# LESETEXT:
◇ ◇ ◇ ◇

Rauchen könnte auch der Psyche schaden
Von Ernst Mauritz
Diese Studie könnte die Diskussionen um das Rauchen und die gesundheitlichen Folgen noch weiter verschärfen: Denn britische Wissenschaftler veröffentlichten jetzt erste Daten, dass Rauchen möglicherweise nicht nur ein Risikofaktor für körperliche, sondern auch für psychische Erkrankungen ist.
Konkret vermuten die Forscher des renommierten King's College London, dass Rauchen in einem direkten Zusammenhang mit der Entwicklung von Schizophrenie stehen könnte: Demnach haben Raucher ein höheres Risiko, diese Erkrankung zu bekommen - und sie erkranken auch in jüngerem Alter. Aber die Forscher betonen auch, dass es mit dieser Art von Studie, wie sie das britische Team durchgeführt hat, sehr schwierig ist, eine Kausalität - also einen direkten Zusammenhang - nachzuweisen. "Um mehr Evidenz zu erhalten, sind weitere Untersuchungen notwendig."
In ihrer in Lancet Psychiatry erschienenen Arbeit haben sie Daten von 61 Studien neu ausgewertet und analysiert. Demnach gebe es Hinweise darauf, dass Rauchen zu Veränderungen im Gehirn führt. "Die Daten sind ziemlich stichhaltig, aber wir benötigen mehr Forschung auf diesem Gebiet."
Was war zuerst?
Lange Zeit ging man davon aus, dass Schizophrenie-Patienten deshalb deutlich häufiger Raucher sind - konkret drei Mal so häufig wie gesunde Vergleichspersonen -, weil sie durch den Nikotinkonsum den Stress, der durch das Hören von Stimmen und durch die Halluzinationen entsteht, verringern können. Doch wenn dies so wäre, dürfte die Raucherrate erst ansteigen, wenn erste Symptome aufgetreten sind, sagen die Wissenschaftler.
Die Auswertung der Daten von knapp 15.000 Rauchern und fast 275.000 Nichtrauchern ergab aber ein etwas anderes Bild:
- 57 Prozent der Menschen mit einer schweren psychischen Erkrankung waren schon vor ihrer ersten psychotischen Episode Raucher.

◇ ◇ ◇ ◇

Gespeicherte Einträge:
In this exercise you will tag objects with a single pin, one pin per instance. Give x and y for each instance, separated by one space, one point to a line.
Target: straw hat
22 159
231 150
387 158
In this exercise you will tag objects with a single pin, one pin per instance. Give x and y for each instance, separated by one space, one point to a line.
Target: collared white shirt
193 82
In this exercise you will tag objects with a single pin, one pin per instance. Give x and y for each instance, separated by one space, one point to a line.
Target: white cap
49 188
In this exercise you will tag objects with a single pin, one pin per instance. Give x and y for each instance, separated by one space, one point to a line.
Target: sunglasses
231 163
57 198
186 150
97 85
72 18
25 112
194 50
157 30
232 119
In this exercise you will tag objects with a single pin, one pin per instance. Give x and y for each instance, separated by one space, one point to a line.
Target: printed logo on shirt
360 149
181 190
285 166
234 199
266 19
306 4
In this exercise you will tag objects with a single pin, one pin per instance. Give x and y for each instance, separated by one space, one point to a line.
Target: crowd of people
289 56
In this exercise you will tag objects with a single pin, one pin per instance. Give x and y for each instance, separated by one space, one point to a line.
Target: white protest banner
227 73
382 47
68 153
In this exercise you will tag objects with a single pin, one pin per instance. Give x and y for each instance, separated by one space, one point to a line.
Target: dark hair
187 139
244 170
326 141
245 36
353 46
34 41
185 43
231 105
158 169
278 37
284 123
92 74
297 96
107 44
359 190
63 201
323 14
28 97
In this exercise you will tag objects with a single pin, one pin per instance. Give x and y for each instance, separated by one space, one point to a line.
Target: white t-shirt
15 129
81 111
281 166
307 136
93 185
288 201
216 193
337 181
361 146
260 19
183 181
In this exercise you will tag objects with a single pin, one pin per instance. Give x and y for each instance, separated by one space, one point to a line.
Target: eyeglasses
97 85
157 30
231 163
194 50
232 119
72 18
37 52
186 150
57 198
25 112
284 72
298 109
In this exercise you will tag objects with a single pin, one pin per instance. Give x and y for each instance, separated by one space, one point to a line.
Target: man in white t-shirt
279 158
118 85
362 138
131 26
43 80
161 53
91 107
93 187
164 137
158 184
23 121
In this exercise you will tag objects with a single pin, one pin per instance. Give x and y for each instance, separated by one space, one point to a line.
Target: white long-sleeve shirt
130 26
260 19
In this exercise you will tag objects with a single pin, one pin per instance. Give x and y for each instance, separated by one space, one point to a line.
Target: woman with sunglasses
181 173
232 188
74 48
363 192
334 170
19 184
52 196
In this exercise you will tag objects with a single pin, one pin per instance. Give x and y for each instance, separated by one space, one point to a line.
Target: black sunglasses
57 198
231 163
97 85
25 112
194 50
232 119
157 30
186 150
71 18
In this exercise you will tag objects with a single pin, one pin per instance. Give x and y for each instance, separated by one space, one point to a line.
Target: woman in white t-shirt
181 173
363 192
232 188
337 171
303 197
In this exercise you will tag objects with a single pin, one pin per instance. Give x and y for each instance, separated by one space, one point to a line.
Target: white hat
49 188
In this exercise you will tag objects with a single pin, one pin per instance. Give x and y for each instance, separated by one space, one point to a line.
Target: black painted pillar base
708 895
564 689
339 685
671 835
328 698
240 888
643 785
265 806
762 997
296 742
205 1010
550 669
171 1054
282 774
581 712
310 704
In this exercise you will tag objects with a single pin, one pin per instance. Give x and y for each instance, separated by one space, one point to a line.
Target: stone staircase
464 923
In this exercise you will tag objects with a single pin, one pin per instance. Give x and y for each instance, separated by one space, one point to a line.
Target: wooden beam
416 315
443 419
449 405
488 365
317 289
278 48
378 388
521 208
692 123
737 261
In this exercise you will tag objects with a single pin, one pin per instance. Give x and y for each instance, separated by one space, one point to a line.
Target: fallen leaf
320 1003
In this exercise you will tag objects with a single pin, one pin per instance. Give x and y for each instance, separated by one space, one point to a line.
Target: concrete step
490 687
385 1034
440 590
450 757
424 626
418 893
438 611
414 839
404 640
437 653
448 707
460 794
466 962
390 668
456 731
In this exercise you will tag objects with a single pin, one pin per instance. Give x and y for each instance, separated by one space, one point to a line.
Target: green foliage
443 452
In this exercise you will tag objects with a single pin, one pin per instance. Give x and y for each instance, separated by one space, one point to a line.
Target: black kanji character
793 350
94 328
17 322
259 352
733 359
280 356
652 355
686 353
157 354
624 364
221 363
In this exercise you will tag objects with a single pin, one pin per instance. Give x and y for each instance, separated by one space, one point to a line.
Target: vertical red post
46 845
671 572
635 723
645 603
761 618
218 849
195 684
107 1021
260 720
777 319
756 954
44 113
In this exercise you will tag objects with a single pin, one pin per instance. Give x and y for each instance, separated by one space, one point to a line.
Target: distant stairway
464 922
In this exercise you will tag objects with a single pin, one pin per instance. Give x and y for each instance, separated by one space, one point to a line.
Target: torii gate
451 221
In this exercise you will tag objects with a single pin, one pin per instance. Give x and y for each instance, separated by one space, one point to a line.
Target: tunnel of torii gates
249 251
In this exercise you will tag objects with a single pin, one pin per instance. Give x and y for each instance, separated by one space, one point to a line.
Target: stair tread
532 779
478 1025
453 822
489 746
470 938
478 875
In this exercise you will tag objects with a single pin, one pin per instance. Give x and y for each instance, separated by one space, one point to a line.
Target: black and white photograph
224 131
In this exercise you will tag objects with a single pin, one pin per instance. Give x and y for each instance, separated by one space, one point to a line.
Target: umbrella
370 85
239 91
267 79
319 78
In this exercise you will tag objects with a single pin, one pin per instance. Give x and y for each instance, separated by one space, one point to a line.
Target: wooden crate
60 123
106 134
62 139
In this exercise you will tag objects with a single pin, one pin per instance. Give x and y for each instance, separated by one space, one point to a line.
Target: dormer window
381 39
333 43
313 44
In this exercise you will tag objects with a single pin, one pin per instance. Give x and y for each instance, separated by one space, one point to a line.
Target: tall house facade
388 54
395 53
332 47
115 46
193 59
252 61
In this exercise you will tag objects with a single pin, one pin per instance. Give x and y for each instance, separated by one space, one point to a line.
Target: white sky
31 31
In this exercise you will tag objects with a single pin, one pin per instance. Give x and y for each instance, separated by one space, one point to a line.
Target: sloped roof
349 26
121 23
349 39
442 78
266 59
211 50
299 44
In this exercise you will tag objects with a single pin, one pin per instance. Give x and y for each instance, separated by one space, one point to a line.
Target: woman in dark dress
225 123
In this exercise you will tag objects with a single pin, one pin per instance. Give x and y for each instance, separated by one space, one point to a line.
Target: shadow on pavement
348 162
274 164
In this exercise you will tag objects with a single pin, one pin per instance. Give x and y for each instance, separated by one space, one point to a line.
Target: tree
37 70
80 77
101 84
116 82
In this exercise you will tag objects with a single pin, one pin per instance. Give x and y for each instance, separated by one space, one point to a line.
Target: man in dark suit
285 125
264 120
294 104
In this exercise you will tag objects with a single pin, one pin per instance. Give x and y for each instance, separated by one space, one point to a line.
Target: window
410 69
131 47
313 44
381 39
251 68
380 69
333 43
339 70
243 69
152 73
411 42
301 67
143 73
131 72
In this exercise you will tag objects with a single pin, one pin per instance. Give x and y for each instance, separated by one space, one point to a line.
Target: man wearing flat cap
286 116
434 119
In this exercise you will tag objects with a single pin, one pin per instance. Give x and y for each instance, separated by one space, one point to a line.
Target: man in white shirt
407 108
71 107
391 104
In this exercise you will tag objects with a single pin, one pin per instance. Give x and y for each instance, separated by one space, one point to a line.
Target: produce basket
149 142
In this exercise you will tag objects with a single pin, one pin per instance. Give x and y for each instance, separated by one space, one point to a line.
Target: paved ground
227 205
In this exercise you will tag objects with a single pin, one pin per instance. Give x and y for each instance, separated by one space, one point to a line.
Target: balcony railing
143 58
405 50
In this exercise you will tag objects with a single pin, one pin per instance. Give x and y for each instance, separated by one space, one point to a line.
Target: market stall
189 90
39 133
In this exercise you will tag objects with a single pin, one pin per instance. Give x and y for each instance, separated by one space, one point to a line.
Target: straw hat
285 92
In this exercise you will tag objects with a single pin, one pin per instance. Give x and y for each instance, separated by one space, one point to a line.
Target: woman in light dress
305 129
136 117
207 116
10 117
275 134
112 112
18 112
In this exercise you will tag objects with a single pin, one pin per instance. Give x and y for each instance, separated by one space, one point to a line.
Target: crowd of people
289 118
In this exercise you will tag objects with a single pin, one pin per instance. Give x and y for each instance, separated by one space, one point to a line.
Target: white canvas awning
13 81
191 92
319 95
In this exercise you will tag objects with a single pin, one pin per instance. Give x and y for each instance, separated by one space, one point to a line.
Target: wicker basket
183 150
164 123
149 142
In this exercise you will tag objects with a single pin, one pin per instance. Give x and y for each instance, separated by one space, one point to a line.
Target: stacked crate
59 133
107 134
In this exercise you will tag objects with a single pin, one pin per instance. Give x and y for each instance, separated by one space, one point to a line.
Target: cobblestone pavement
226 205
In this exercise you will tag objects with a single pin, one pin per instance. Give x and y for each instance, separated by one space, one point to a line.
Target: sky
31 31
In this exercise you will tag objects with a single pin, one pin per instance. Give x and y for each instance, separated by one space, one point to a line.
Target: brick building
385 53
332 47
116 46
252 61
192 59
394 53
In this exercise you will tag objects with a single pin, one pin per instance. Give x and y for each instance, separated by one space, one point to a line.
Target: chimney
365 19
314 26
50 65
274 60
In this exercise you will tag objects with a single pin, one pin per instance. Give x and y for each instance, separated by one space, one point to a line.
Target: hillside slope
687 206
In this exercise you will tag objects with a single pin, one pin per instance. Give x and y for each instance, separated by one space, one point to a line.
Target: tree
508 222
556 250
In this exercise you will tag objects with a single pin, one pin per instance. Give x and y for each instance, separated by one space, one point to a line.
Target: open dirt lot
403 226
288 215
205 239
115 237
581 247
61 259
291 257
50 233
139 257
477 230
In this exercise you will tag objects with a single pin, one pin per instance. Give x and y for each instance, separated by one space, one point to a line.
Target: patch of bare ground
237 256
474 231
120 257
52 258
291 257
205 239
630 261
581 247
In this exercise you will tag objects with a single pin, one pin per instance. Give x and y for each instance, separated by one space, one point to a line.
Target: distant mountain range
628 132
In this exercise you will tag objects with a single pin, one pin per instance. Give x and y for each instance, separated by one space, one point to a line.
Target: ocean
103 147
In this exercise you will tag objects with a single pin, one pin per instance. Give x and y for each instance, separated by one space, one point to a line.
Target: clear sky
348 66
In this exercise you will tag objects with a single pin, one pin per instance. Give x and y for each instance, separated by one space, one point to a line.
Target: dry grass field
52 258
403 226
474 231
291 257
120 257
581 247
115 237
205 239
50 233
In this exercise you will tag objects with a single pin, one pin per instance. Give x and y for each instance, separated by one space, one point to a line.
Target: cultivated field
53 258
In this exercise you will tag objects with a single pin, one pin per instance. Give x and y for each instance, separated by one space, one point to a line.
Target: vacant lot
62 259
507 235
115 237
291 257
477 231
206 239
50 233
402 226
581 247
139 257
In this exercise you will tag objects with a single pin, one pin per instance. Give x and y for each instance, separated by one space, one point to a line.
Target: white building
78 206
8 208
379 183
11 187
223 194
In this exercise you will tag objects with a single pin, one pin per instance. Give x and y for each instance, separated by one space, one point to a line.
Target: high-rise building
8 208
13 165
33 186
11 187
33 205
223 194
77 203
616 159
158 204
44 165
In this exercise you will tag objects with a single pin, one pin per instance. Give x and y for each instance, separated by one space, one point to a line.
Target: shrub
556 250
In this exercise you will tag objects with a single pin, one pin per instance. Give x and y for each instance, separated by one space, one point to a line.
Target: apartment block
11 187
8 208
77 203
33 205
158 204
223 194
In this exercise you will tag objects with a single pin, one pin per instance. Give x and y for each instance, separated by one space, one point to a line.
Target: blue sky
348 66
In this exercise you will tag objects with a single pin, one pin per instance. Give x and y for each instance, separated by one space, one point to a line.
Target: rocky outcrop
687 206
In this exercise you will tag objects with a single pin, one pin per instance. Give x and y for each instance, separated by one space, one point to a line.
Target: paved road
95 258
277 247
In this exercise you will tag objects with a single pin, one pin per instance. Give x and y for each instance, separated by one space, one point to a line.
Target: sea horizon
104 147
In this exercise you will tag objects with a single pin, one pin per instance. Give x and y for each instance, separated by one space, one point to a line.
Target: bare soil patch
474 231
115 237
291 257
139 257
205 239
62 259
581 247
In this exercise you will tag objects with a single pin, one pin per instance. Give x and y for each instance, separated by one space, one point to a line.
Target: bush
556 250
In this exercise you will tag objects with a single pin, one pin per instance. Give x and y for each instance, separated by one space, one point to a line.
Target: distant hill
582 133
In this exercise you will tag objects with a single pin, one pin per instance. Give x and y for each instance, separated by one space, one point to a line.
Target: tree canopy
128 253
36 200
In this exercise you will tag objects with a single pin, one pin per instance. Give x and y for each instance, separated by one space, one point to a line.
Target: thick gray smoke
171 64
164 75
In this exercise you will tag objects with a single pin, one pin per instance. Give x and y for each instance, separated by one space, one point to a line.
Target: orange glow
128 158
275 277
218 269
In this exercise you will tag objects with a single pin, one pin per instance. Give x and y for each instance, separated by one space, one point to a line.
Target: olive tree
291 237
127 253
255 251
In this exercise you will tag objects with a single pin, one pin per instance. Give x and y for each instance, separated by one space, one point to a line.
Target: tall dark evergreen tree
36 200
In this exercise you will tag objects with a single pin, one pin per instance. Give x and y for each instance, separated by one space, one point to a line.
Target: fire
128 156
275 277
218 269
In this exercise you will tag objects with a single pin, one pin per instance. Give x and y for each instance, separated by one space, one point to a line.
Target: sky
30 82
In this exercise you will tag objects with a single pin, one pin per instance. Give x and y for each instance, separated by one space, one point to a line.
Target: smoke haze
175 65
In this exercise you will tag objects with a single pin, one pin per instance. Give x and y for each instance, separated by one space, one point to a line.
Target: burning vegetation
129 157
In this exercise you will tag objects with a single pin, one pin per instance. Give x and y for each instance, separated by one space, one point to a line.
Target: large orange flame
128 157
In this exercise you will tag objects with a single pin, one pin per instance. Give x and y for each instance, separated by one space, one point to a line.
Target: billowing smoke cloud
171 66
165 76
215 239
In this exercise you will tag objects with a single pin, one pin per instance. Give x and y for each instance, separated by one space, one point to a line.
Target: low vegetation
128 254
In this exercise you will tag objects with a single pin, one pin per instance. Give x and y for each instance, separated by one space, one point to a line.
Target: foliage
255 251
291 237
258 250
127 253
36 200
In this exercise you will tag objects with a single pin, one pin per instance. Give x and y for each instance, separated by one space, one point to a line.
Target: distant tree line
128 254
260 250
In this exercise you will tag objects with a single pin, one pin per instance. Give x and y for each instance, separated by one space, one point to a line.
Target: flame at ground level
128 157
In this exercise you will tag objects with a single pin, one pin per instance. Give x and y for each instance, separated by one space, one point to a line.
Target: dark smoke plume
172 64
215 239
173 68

◇ ◇ ◇ ◇

# AUFGABEN:
**A)** Schreibe den Abschnitt des Artikels über Rauchen und Psyche von „Die Auswertung der“ bis „psychotischen Episode Raucher.“ wortgetreu ab.
**B)** Beantworte anhand des Artikels über Rauchen und Psyche diese Fragen:
(i) An welcher Einrichtung arbeiten die Forscher, die einen Zusammenhang zwischen Rauchen und Schizophrenie vermuten?
(ii) Die Daten von wie vielen Studien haben sie neu ausgewertet?
(iii) Wie viel Prozent der Menschen mit einer schweren psychischen Erkrankung rauchten schon vor ihrer ersten psychotischen Episode?
**C)** Nach der bisherigen Annahme rauchen Schizophrenie-Patienten, um Stress abzubauen. Erkläre mithilfe des Artikels über Rauchen und Psyche, warum die Raucherrate in diesem Fall erst nach den ersten Symptomen ansteigen dürfte.

# LÖSUNGEN:
**A)**
Die Auswertung der Daten von knapp 15.000 Rauchern und fast 275.000 Nichtrauchern ergab aber ein etwas anderes Bild:
- 57 Prozent der Menschen mit einer schweren psychischen Erkrankung waren schon vor ihrer ersten psychotischen Episode Raucher.

**B)**
(i) Am King's College London.
(ii) Die Daten von 61 Studien.
(iii) 57 Prozent.

**C)** Der Annahme nach verringern die Patienten mit Nikotin den Stress, der durch das Hören von Stimmen und durch Halluzinationen entsteht. Diesen Stress gibt es erst, wenn die Krankheit Symptome zeigt. Deshalb dürften die Betroffenen erst danach häufiger rauchen.